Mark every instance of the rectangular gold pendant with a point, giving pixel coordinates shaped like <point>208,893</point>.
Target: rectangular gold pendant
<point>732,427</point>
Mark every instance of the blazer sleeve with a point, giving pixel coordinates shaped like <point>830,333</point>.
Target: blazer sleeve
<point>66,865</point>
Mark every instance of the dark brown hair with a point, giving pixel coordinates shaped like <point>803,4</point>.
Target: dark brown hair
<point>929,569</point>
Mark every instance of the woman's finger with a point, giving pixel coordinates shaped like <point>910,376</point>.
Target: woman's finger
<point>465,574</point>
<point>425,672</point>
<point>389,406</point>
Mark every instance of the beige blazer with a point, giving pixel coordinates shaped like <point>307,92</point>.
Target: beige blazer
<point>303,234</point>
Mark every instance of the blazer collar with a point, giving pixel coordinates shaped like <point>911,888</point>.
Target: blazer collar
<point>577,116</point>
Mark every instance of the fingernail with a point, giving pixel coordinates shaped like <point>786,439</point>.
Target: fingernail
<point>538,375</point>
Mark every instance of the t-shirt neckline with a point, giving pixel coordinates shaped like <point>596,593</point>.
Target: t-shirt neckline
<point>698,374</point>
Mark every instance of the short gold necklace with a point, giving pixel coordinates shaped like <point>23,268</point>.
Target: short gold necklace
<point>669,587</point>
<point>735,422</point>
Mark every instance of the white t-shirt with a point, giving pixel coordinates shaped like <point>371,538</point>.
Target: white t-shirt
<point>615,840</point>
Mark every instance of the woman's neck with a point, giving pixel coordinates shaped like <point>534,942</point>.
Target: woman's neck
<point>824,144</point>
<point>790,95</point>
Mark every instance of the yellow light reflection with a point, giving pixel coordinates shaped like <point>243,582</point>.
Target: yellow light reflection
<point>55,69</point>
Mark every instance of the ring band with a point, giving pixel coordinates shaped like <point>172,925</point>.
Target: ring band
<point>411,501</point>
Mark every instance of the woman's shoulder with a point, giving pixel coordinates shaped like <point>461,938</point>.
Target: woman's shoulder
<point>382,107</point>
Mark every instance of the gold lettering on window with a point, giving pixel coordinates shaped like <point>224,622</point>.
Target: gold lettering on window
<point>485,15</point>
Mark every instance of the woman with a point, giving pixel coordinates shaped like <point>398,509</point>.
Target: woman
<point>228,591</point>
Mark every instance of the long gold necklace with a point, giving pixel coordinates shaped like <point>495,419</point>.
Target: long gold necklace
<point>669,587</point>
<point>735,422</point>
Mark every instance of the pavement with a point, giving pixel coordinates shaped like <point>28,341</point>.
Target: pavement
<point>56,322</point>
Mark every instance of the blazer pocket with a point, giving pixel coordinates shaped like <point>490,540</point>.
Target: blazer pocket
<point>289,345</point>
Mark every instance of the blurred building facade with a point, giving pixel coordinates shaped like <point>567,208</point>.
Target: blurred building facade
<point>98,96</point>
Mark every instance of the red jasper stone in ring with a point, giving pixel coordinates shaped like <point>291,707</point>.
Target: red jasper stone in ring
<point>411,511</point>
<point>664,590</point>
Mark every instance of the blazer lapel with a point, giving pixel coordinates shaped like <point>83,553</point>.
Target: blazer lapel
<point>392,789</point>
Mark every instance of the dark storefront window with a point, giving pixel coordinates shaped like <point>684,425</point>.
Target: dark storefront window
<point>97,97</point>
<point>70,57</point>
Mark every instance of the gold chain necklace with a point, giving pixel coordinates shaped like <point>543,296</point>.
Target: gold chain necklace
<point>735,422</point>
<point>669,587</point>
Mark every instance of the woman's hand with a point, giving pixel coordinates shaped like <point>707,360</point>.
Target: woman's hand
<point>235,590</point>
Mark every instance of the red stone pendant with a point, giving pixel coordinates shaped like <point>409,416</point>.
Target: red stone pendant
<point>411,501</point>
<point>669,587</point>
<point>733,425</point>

_TASK DIRECTIONS_
Reproduce all of the data above with "blazer" renamed to "jacket" wherever it appears, keeping everything else the same.

_ANSWER BELOW_
Mark every instance of the rectangular gold pendant with a point, giving pixel coordinates shaped like <point>208,893</point>.
Target: rectangular gold pendant
<point>732,427</point>
Mark every instance of the jacket sleeve with a point, giving pixel coordinates shaped like <point>830,333</point>.
Target: jacket sleeve
<point>66,865</point>
Mark every instance of the dark brown hair with a point, giving pixel coordinates shaped like <point>803,4</point>.
Target: dark brown hair
<point>929,569</point>
Mark every instance of the woman's finger with a point, giving pixel coordinates shaped like <point>910,376</point>.
Target: woman's finger
<point>465,574</point>
<point>425,672</point>
<point>389,406</point>
Mark every instance of the beige jacket with a point, giving pixel coordinates shaped like <point>307,92</point>.
Target: beige jacket
<point>303,234</point>
Mark every instance of the jacket collar with a point, giving pixel coordinates shaped like <point>911,888</point>.
Target: jacket collar
<point>577,116</point>
Mark every instance of the fingernail with a point, giving pixel coordinates shaped like <point>786,439</point>.
Target: fingernail
<point>538,375</point>
Mark every instance of the t-shirt neckline with a point, giving pixel coordinates shaped like <point>596,593</point>.
Target: t-shirt neckline
<point>698,374</point>
Mark every instance of the short gold necklace with a point, giving pixel coordinates shaped like <point>23,268</point>.
Target: short gold necklace
<point>669,587</point>
<point>735,422</point>
Mark every instance of the white t-shirt with a point, giving pixel coordinates shaped like <point>371,538</point>.
Target: white t-shirt
<point>615,840</point>
Mark every instance of the woman's neck with a point, giving pixel coordinates shaped like <point>534,942</point>.
Target: woman's neck
<point>824,144</point>
<point>790,95</point>
Mark every instance of the yellow light reflection with a point, giving pixel coordinates shaped like <point>243,582</point>.
Target: yellow light reflection
<point>55,69</point>
Mark every instance of the ring band with a point, giving pixel coordinates shaped like <point>172,925</point>.
Target: ring band
<point>411,501</point>
Mark every instance of the woman's shoulder with a point, giving pixel coordinates shaped like <point>461,938</point>.
Target: woman's shoulder
<point>382,107</point>
Mark every instance of the gold lettering on window with a point, giving pixel coordinates shaped like <point>224,622</point>.
Target: gold lettering on window
<point>485,15</point>
Mark every instance of the woman with a point, giving pixel coordinates shaped like <point>398,509</point>.
Target: woman
<point>228,591</point>
Mark every instance of the long gold necklace with a point, giving pixel coordinates shaped like <point>495,419</point>.
Target: long gold necklace
<point>669,587</point>
<point>735,422</point>
Mark every instance of the pavement with a point, giving pixel coordinates shaped like <point>28,341</point>.
Target: pavement
<point>56,322</point>
Mark every instance of the jacket pocket with a point, giving pixel coordinates shaped like <point>490,540</point>.
Target: jacket pocket
<point>289,345</point>
Mark every instance of the blurred building facade with a point, giving pixel coordinates shaped like <point>567,208</point>.
Target: blurred building facade
<point>98,96</point>
Mark every instance of the red jasper stone in ring with a point, giving pixel coordinates shaped like <point>291,707</point>.
Target: red jasper stone in ring
<point>411,511</point>
<point>664,590</point>
Mark every instance of the jacket lapel with a point, giving pixel coordinates shaped like <point>83,553</point>.
Target: jacket lapel
<point>392,789</point>
Mark every instance of the dark storefront window with a point, giving pixel coordinates shaped like <point>684,425</point>.
Target: dark storefront window
<point>97,97</point>
<point>70,57</point>
Mark every instance of the gold chain necklace with a point, giving pixel coordinates shaped like <point>543,296</point>.
Target: gold chain necklace
<point>735,422</point>
<point>669,587</point>
Mark every instance of the woman's hand with a point, giving pixel coordinates shaped like <point>707,360</point>.
Target: woman's hand
<point>235,590</point>
Mark every instance of the red stone pendant with a point, giving pixel coordinates shaped like <point>409,416</point>.
Target: red stone pendant
<point>411,501</point>
<point>669,587</point>
<point>733,425</point>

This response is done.